-- START --
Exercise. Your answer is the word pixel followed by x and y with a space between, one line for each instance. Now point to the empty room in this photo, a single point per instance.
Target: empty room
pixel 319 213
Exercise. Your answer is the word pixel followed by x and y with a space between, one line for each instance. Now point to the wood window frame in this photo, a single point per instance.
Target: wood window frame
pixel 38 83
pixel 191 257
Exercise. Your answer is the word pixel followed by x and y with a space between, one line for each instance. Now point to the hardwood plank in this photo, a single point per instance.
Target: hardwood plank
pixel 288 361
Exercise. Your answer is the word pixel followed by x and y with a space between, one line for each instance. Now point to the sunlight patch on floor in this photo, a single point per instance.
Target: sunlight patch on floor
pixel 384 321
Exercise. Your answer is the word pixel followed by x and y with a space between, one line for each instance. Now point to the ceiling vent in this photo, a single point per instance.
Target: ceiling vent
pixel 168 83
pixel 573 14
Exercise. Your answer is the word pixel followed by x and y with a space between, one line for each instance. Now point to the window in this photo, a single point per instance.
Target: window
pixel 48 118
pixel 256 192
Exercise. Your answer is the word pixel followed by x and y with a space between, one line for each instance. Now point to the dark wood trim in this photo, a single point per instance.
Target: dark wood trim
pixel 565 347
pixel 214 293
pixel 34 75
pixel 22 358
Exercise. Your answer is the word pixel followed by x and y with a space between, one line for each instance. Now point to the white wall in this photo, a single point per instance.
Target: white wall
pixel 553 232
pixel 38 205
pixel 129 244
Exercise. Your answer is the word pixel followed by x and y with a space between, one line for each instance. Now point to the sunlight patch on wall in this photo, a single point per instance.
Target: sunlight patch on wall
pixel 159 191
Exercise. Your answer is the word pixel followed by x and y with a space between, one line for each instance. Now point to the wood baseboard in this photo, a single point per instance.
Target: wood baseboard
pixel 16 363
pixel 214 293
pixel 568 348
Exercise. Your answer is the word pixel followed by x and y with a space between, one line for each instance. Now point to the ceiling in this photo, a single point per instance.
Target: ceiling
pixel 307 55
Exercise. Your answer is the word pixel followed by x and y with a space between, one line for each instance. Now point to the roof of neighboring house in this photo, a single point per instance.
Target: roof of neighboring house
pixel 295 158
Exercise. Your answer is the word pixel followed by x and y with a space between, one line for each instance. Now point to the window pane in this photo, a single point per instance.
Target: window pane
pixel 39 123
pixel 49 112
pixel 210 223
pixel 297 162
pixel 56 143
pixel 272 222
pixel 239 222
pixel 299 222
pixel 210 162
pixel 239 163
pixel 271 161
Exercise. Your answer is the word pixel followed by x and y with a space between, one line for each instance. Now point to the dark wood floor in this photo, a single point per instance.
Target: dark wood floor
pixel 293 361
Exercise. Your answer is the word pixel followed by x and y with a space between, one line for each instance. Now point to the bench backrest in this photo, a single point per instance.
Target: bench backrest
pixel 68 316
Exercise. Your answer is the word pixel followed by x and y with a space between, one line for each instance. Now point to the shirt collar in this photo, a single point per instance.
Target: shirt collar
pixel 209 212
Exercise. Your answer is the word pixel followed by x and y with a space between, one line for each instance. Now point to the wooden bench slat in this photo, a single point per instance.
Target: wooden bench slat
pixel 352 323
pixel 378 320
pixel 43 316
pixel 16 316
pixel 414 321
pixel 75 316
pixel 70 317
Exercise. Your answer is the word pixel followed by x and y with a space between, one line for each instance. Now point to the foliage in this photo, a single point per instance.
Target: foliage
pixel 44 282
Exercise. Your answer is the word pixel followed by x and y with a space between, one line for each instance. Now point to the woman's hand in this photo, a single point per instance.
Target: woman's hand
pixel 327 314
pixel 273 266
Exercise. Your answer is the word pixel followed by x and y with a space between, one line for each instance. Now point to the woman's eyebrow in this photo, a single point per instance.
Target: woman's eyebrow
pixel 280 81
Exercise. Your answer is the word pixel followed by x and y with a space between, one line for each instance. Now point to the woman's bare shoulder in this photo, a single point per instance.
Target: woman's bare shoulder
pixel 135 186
-- END --
• _TASK BRIEF_: Present the data from the line with "the wood window" up to and including the line with "pixel 191 257" as a JSON list of strings, one string per line and no blank entries.

• _FINAL RESULT_:
[
  "Exercise. Your answer is the word pixel followed by x and y with a space between, one line for each instance. Now point to the wood window frame in this photo, a single point per instance.",
  "Target: wood window frame",
  "pixel 38 83",
  "pixel 191 257"
]